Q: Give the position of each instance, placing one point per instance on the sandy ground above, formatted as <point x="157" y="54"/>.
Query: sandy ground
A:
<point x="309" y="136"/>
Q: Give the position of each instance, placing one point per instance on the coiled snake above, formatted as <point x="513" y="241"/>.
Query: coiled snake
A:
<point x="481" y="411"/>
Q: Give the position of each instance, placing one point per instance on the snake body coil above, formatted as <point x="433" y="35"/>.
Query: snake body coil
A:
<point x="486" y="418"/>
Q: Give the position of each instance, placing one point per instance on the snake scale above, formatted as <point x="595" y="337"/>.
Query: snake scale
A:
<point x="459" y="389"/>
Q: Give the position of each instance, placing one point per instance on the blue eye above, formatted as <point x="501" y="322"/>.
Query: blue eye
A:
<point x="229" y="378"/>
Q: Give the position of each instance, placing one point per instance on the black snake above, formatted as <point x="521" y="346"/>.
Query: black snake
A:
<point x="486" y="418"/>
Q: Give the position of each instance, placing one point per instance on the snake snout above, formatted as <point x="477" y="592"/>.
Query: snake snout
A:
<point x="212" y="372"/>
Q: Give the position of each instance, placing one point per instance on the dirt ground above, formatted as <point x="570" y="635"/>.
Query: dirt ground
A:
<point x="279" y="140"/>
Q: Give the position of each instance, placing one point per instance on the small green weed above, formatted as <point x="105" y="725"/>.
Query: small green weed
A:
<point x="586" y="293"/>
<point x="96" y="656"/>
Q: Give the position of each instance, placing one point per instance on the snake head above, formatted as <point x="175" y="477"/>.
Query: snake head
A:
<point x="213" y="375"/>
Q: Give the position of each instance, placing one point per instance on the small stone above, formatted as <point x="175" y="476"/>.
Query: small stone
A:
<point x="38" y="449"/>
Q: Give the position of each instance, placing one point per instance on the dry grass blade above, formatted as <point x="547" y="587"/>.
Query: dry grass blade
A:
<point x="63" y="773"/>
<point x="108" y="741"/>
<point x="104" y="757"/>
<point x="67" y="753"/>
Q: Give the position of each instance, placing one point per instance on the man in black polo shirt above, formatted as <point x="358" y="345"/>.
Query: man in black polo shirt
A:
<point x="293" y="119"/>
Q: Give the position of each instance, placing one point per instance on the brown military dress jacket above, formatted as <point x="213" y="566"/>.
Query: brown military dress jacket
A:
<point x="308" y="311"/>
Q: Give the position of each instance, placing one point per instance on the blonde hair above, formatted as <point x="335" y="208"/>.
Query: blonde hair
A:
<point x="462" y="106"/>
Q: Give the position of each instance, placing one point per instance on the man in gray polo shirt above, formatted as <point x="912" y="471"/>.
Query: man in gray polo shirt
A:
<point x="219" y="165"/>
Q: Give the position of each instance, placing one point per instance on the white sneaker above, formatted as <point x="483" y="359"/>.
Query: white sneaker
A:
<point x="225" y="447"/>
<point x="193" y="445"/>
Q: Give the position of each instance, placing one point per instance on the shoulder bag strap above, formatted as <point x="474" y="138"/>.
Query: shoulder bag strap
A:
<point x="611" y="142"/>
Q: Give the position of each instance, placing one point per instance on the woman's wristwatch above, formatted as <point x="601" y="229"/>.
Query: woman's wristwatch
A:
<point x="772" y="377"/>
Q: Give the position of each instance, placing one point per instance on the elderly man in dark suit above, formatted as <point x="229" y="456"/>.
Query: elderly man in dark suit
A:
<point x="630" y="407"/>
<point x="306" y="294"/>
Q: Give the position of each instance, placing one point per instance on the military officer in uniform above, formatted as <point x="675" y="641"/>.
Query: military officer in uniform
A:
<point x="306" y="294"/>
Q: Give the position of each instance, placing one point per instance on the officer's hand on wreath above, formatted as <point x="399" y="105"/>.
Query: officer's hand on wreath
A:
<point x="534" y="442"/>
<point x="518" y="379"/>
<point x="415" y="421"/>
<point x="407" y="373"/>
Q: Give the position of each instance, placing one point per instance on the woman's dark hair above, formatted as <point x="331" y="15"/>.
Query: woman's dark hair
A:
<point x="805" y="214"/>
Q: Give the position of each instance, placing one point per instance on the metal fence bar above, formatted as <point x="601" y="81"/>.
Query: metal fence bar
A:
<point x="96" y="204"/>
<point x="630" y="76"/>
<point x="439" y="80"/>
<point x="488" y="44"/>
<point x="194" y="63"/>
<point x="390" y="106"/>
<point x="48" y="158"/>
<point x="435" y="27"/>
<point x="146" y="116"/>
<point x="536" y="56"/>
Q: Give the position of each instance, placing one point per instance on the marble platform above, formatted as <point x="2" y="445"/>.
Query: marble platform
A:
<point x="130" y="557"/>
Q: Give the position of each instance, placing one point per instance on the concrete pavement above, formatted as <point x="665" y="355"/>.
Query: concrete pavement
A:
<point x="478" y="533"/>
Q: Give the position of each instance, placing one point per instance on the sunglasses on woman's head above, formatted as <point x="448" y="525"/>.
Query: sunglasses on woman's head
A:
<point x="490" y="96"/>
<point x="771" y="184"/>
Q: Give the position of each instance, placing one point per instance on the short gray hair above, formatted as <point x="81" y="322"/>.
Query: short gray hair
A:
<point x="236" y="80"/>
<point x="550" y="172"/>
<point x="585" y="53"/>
+---+
### Given problem
Output every record above exactly as it appears.

### Result for this task
Q: Give the position of each instance, placing one point per instance on the sandy ground above, formatted as <point x="157" y="54"/>.
Query: sandy ground
A:
<point x="309" y="136"/>
Q: Give the position of each instance, placing one point per instance on the coiled snake above, formatted as <point x="513" y="241"/>.
Query: coiled snake
A:
<point x="481" y="411"/>
Q: Give the position of each instance, placing one point per instance on the snake body coil above, formatted as <point x="433" y="35"/>.
Query: snake body coil
A:
<point x="486" y="418"/>
Q: Give the position of each instance, placing one point per instance on the snake scale above, formatted as <point x="595" y="337"/>.
Query: snake scale
A:
<point x="459" y="389"/>
Q: Give the position of each instance, placing one point per instance on the blue eye above, formatted as <point x="501" y="322"/>.
Query: blue eye
A:
<point x="229" y="378"/>
Q: Give the position of each instance, placing one point per instance on the black snake above, formatted as <point x="521" y="346"/>.
Query: black snake
A:
<point x="486" y="418"/>
Q: Give the position of each instance, placing one point per instance on the snake snout above, formatted as <point x="477" y="592"/>.
Query: snake snout
A:
<point x="212" y="372"/>
Q: Give the position of each instance, placing one point per instance on the dirt ground above, formatted as <point x="570" y="635"/>.
Query: dirt ground
A:
<point x="279" y="140"/>
Q: Give the position of each instance, placing one point per instance on the small green weed above, formatted as <point x="105" y="725"/>.
Query: small green weed
A:
<point x="586" y="293"/>
<point x="96" y="656"/>
Q: Give the position of each instance, placing one point per instance on the snake head above, formatted as <point x="175" y="477"/>.
Query: snake head
A:
<point x="213" y="375"/>
Q: Give the position of each instance, placing one point per instance on the small stone above, formatted as <point x="175" y="476"/>.
Query: small stone
A:
<point x="38" y="449"/>
Q: Give the position of each instance, placing one point per instance on the dry grass blade above, formatted as <point x="547" y="587"/>.
Query: dry grass blade
A:
<point x="63" y="773"/>
<point x="108" y="741"/>
<point x="104" y="757"/>
<point x="67" y="753"/>
Q: Give the position of each instance, placing one point per instance on the man in black polo shirt above, formatted as <point x="358" y="345"/>.
Query: man in black polo shirt
A:
<point x="293" y="119"/>
Q: Give the position of each instance, placing one point per instance on the brown military dress jacket above, formatted as <point x="213" y="566"/>.
Query: brown military dress jacket
A:
<point x="308" y="311"/>
Q: Give the position of each instance, placing one point per instance on the blonde hair above, formatted as <point x="335" y="208"/>.
Query: blonde hair
A:
<point x="462" y="106"/>
Q: Give the position of each instance, placing one point per instance on the man in gray polo shirt above, formatted as <point x="912" y="471"/>.
Query: man in gray polo shirt
A:
<point x="219" y="165"/>
Q: Give the position of each instance, placing one point per instance on the white sneaker above, formatted as <point x="483" y="359"/>.
Query: white sneaker
A:
<point x="225" y="447"/>
<point x="193" y="445"/>
Q: Give the position of each instance, placing one point per instance on the shoulder bag strap above, formatted as <point x="474" y="138"/>.
Query: shoulder bag strap
A:
<point x="611" y="142"/>
Q: Give the position of each instance, placing one point per instance on the woman's wristwatch above, formatted as <point x="601" y="229"/>.
Query: woman's wristwatch
A:
<point x="772" y="377"/>
Q: Give the position of each instance, placing one point per instance on the elderly man in dark suit above, formatted as <point x="229" y="456"/>.
Query: elderly man in dark suit
A:
<point x="630" y="407"/>
<point x="306" y="294"/>
Q: Give the position of each instance, placing one point per instance on the military officer in uniform above, formatted as <point x="675" y="641"/>.
Query: military officer in uniform
A:
<point x="306" y="294"/>
Q: Give the position of each instance, placing one point per instance on the officer's hand on wreath above, formatted as <point x="399" y="105"/>.
Query: officer's hand on wreath
A:
<point x="534" y="442"/>
<point x="518" y="379"/>
<point x="415" y="421"/>
<point x="407" y="373"/>
Q: Give the position of each instance, placing one point per instance on the woman's dark hair above, formatted as <point x="331" y="15"/>.
Query: woman's dark hair
A:
<point x="805" y="214"/>
Q: Give the position of each instance, placing one point per instance on the metal fence bar above, formatted as <point x="601" y="81"/>.
Query: metal fence bar
A:
<point x="96" y="204"/>
<point x="630" y="76"/>
<point x="439" y="80"/>
<point x="488" y="44"/>
<point x="194" y="63"/>
<point x="390" y="106"/>
<point x="48" y="158"/>
<point x="435" y="27"/>
<point x="146" y="116"/>
<point x="536" y="56"/>
Q: Give the position of each instance, placing one point per instance on the marble platform above, formatted as <point x="2" y="445"/>.
Query: marble platform
A:
<point x="130" y="557"/>
Q: Give the position of each instance, placing one point per instance on the concrete pavement above, formatted as <point x="665" y="355"/>.
Query: concrete pavement
A:
<point x="478" y="533"/>
Q: Give the position of each instance, placing one point per instance on the sunglasses on woman's head above, formatted as <point x="448" y="525"/>.
Query: sunglasses on woman's head
A:
<point x="490" y="96"/>
<point x="771" y="184"/>
Q: Give the position of each instance, placing one point per instance on the short gray hair above, formatted as <point x="81" y="322"/>.
Query: short gray hair
A:
<point x="236" y="80"/>
<point x="550" y="172"/>
<point x="585" y="53"/>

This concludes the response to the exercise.